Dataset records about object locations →
*-*-*

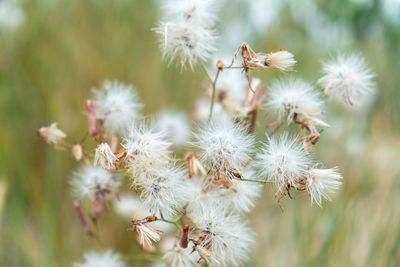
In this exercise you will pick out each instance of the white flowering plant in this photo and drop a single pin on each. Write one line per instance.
(206, 194)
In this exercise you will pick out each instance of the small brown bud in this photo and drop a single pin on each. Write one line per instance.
(220, 65)
(151, 218)
(77, 152)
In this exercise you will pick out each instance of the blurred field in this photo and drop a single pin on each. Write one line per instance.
(49, 64)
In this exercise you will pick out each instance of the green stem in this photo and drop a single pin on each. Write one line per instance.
(203, 67)
(213, 95)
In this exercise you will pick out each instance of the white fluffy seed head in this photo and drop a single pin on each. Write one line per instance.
(294, 97)
(90, 179)
(282, 60)
(175, 125)
(230, 237)
(117, 104)
(164, 190)
(147, 149)
(282, 160)
(347, 79)
(322, 183)
(188, 43)
(224, 145)
(100, 259)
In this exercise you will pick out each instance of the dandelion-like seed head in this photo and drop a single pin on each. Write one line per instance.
(100, 259)
(282, 160)
(164, 190)
(185, 42)
(90, 180)
(146, 148)
(117, 105)
(294, 97)
(282, 60)
(347, 79)
(224, 145)
(226, 236)
(322, 183)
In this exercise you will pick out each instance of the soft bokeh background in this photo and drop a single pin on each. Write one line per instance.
(53, 52)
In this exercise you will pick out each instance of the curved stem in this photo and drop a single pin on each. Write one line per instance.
(213, 94)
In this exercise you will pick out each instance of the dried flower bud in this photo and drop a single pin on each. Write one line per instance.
(52, 134)
(77, 152)
(105, 157)
(220, 65)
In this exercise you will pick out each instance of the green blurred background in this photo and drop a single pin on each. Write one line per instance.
(62, 49)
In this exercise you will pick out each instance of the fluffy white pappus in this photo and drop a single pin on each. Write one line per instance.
(202, 112)
(147, 149)
(294, 97)
(165, 190)
(180, 257)
(90, 179)
(117, 104)
(241, 196)
(105, 157)
(282, 60)
(100, 259)
(185, 42)
(230, 237)
(200, 12)
(224, 145)
(11, 14)
(282, 160)
(131, 207)
(322, 183)
(175, 125)
(347, 79)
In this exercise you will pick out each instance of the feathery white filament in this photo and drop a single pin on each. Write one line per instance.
(347, 79)
(117, 104)
(322, 183)
(146, 148)
(230, 238)
(294, 97)
(282, 160)
(187, 43)
(164, 190)
(224, 145)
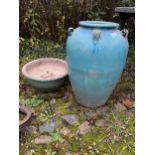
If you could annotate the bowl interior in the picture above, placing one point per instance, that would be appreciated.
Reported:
(46, 69)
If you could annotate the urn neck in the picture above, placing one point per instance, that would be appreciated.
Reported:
(99, 24)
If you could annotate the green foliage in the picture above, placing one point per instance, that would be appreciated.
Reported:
(33, 102)
(50, 19)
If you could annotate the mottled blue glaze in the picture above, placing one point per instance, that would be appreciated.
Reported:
(96, 56)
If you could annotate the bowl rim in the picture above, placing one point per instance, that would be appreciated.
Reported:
(42, 80)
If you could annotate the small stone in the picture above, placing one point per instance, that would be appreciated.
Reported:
(52, 102)
(128, 103)
(32, 129)
(43, 139)
(91, 115)
(70, 119)
(69, 153)
(102, 110)
(100, 123)
(65, 131)
(66, 97)
(84, 128)
(120, 107)
(47, 127)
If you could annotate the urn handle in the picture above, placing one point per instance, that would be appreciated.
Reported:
(96, 34)
(70, 30)
(125, 33)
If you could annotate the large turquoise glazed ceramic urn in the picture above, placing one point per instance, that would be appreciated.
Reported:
(96, 56)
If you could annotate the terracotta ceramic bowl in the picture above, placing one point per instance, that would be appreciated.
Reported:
(46, 74)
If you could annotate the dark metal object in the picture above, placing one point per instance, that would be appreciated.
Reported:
(125, 12)
(27, 119)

*-*-*

WHAT TO PRODUCE →
Render the listing above as a two-column CSV with the columns "query" and "result", one row for each request in every part of the listing. Put each request's text and its answer in a single quoted field, replace line breaks with spaces, and leave the pictures out.

TASK ANSWER →
query,result
"In this exercise you will pick out each instance of the white flowering plant in this photo and drop a single pin on each. Write one line per instance.","(206, 194)"
"In this exercise you will pick out each instance of the small brown bud in this photo and drop a single pin on each. Write one line per instance.","(220, 65) (151, 218) (77, 152)"
"In this exercise you will pick out each instance of the blurred field in this photo and drop a single pin on each. Write one line per instance.","(49, 64)"
"In this exercise you will pick out each instance of the green stem in this photo and drop a single pin on each. Write one line per instance.","(203, 67) (213, 95)"
"In this exercise you will pick out each instance of the white fluffy seed head in this photo and drop a single pin on each. Write one line per instance.","(294, 97) (90, 179) (282, 60) (175, 125) (230, 237) (117, 104) (164, 190) (147, 149) (282, 160) (347, 79) (322, 183) (188, 43) (224, 145) (100, 259)"
"In this exercise you will pick out each instance of the dandelion-like seed head in this photo and drop a single pin on each. Write one line per instance.","(100, 259) (282, 160) (164, 190) (185, 42) (90, 180) (146, 148) (117, 105) (294, 97) (282, 60) (347, 79) (224, 145) (226, 236) (322, 183)"
"In this exercise you will pick out each instance of the soft bokeh background in this photo and drop a single pin on each. Write one line per instance.","(53, 52)"
"In this exercise you will pick out each instance of the curved stem in this photo and drop a single pin on each. Write one line per instance.","(213, 94)"
"In this exercise you will pick out each instance of the dried flower bud in this photo and drop a single pin on each. Write one line per instance.","(52, 134) (77, 152) (105, 157) (220, 65)"
"In this exercise you will pick out each instance of the green blurred background in this photo and drop a single pin on each. Write one line per instance.","(62, 49)"
"In this exercise you will pick out each instance of the fluffy white pappus in this photo and drop a single pin on each. Write one line per instance.","(202, 112) (147, 149) (294, 97) (165, 190) (180, 257) (90, 179) (117, 104) (241, 196) (105, 157) (282, 60) (100, 259) (185, 42) (230, 237) (200, 12) (224, 145) (11, 14) (282, 160) (131, 207) (322, 183) (175, 125) (347, 79)"
"In this exercise you will pick out each instance of the feathery white filament in this photo and drop a single pin on each. Write one line per instance.","(347, 79) (117, 104) (322, 183) (146, 148) (230, 238) (294, 97) (282, 160) (187, 43) (164, 190) (224, 145)"
"If you could annotate the bowl interior in the picture above, placing one point per instance, that would be appreciated. Reported:","(46, 69)"
"If you could annotate the urn neck in the picture above, placing one point per instance, that would be appreciated. Reported:","(99, 24)"
"If you could annotate the green foliage in the picture above, placing one point per instance, that would be appreciated. Reported:","(33, 102) (50, 19)"
"If you could annotate the mottled blue glaze in the picture above, placing one point per instance, that would be appreciated. Reported:","(96, 56)"
"If you could annotate the bowl rim in the picture above, placing one point per instance, that would be appreciated. Reported:","(42, 80)"
"If you could annotate the small stone in the picture above, placing one point per instance, that would be appreciated. Reported:","(52, 102) (128, 103) (32, 129) (43, 139) (91, 115) (70, 119) (69, 153) (102, 110) (100, 123) (65, 131) (66, 97) (84, 128) (120, 107) (47, 127)"
"If you could annotate the urn handle in the picture above, placing one point per instance, that would be appreciated. Reported:","(96, 34) (70, 30) (125, 33)"
"If you could annotate the large turquoise glazed ceramic urn in the picture above, placing one point per instance, that would be appreciated. Reported:","(96, 56)"
"If you could annotate the terracotta ceramic bowl in the picture above, placing one point per instance, that would be appreciated. Reported:","(46, 74)"
"If you could annotate the dark metal object in the picture above, placing one point per instance, that would be appreciated. Reported:","(125, 12) (27, 119)"